ACTIVITY
Output the records exactly. Include every line.

INFORMATION SHOWN
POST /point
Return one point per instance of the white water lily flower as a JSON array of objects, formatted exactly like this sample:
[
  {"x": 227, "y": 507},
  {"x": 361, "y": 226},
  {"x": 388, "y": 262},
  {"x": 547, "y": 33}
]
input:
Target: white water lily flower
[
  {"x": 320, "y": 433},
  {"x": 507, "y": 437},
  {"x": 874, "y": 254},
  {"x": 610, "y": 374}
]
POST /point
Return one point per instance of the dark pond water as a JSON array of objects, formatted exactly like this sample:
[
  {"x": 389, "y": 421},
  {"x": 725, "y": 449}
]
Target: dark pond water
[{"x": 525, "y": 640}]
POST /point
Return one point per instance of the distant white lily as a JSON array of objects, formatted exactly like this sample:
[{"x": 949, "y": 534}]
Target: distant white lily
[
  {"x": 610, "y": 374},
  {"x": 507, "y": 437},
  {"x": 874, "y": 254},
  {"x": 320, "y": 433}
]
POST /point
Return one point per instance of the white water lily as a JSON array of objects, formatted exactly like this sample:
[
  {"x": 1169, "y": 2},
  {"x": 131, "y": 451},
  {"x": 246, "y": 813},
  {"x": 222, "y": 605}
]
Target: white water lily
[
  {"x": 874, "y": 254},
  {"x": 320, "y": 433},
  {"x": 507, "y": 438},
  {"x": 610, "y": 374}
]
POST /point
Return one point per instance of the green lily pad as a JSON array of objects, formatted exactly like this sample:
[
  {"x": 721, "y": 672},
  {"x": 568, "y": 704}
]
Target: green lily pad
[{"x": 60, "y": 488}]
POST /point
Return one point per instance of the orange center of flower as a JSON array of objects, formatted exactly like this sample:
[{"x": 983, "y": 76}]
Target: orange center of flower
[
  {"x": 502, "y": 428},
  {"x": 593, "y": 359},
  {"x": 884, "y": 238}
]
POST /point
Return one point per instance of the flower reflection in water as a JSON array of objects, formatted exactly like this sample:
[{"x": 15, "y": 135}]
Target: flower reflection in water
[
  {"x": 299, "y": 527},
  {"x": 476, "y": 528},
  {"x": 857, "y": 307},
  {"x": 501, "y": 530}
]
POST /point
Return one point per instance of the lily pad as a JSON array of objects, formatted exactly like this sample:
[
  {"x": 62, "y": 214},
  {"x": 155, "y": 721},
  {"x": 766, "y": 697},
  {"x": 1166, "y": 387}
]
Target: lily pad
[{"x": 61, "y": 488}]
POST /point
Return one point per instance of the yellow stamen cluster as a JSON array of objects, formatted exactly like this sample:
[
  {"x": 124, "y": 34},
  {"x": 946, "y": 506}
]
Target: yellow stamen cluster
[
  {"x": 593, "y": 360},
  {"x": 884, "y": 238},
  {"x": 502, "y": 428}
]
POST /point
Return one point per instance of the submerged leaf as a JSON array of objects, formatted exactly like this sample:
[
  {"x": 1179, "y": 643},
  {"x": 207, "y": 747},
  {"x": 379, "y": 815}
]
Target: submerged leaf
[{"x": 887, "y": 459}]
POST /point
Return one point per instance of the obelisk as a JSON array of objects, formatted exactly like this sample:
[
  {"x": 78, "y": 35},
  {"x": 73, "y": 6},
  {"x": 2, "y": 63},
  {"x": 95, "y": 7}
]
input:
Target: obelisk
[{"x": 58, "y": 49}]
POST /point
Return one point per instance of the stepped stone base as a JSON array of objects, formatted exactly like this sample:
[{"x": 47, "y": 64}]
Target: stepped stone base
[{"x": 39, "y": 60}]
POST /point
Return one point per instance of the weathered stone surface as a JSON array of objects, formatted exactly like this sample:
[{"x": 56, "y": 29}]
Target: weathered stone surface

SOLUTION BELOW
POST /point
Return one point per instance of the white water lily flower as a JSON array of objects, formatted exactly like this sample:
[
  {"x": 227, "y": 507},
  {"x": 361, "y": 226},
  {"x": 388, "y": 262},
  {"x": 547, "y": 33}
]
input:
Target: white water lily flower
[
  {"x": 320, "y": 433},
  {"x": 507, "y": 437},
  {"x": 874, "y": 254},
  {"x": 610, "y": 374}
]
POST /point
Return one point per instance of the dark pond water as a JSON array of objects, formatted exactly like this sample:
[
  {"x": 389, "y": 421},
  {"x": 725, "y": 449}
]
Target: dark pond water
[{"x": 525, "y": 640}]
POST /point
Return one point per instance of the distant white lily as a JSON array of objects, formatted exactly like this sample:
[{"x": 949, "y": 534}]
Target: distant white lily
[
  {"x": 610, "y": 374},
  {"x": 507, "y": 437},
  {"x": 874, "y": 254},
  {"x": 320, "y": 433}
]
POST /point
Return one point per instance of the white water lily as a JSON array of objects, formatted exactly like this sample:
[
  {"x": 1169, "y": 2},
  {"x": 131, "y": 451},
  {"x": 246, "y": 813},
  {"x": 222, "y": 605}
]
Target: white water lily
[
  {"x": 874, "y": 254},
  {"x": 320, "y": 433},
  {"x": 507, "y": 438},
  {"x": 610, "y": 374}
]
POST /point
Return one point per instance of the green lily pad as a JSON array of objects, formatted exactly like this sample:
[
  {"x": 721, "y": 672},
  {"x": 568, "y": 704}
]
Target: green lily pad
[{"x": 60, "y": 488}]
POST /point
Return one point per instance of the orange center of flower as a JSON array of objects, formatted exactly like this sample:
[{"x": 983, "y": 76}]
Target: orange center of flower
[
  {"x": 502, "y": 428},
  {"x": 593, "y": 359},
  {"x": 884, "y": 238}
]
POST /point
Return one point per instance of the flower reflection in water as a JSON array of objects, formatted exactly like this sample:
[{"x": 15, "y": 135}]
Target: flower reflection in water
[
  {"x": 299, "y": 527},
  {"x": 476, "y": 528},
  {"x": 857, "y": 307},
  {"x": 501, "y": 530}
]
POST /point
Return one point per instance of the lily pad as a JSON array of objects, formatted exactly like this sample:
[
  {"x": 62, "y": 214},
  {"x": 155, "y": 721},
  {"x": 766, "y": 697},
  {"x": 1166, "y": 387}
]
Target: lily pad
[{"x": 61, "y": 488}]
POST /point
Return one point per instance of the yellow stamen cluster as a JSON array of objects, formatted exactly like this sample:
[
  {"x": 124, "y": 34},
  {"x": 946, "y": 506}
]
Target: yellow stamen cluster
[
  {"x": 593, "y": 360},
  {"x": 884, "y": 238},
  {"x": 502, "y": 428}
]
POST /point
Return one point per instance of the submerged leaf as a JSON array of objects, formatted exactly like this sample:
[
  {"x": 1179, "y": 643},
  {"x": 207, "y": 747},
  {"x": 379, "y": 815}
]
Target: submerged leaf
[{"x": 887, "y": 459}]
POST /point
Return one point per instance of the obelisk as a JSON array of objects, formatted exactly like this sample:
[
  {"x": 78, "y": 35},
  {"x": 73, "y": 6},
  {"x": 2, "y": 63},
  {"x": 95, "y": 7}
]
input:
Target: obelisk
[{"x": 58, "y": 49}]
POST /point
Return one point per instance of the stepped stone base as a JSON array of objects, formatted exactly like this sample:
[{"x": 47, "y": 64}]
Target: stepped stone base
[{"x": 39, "y": 60}]
POST /point
Return one point per instance of the weathered stone surface as a JSON array of objects, formatted exactly like this sample:
[{"x": 56, "y": 29}]
Target: weathered stone surface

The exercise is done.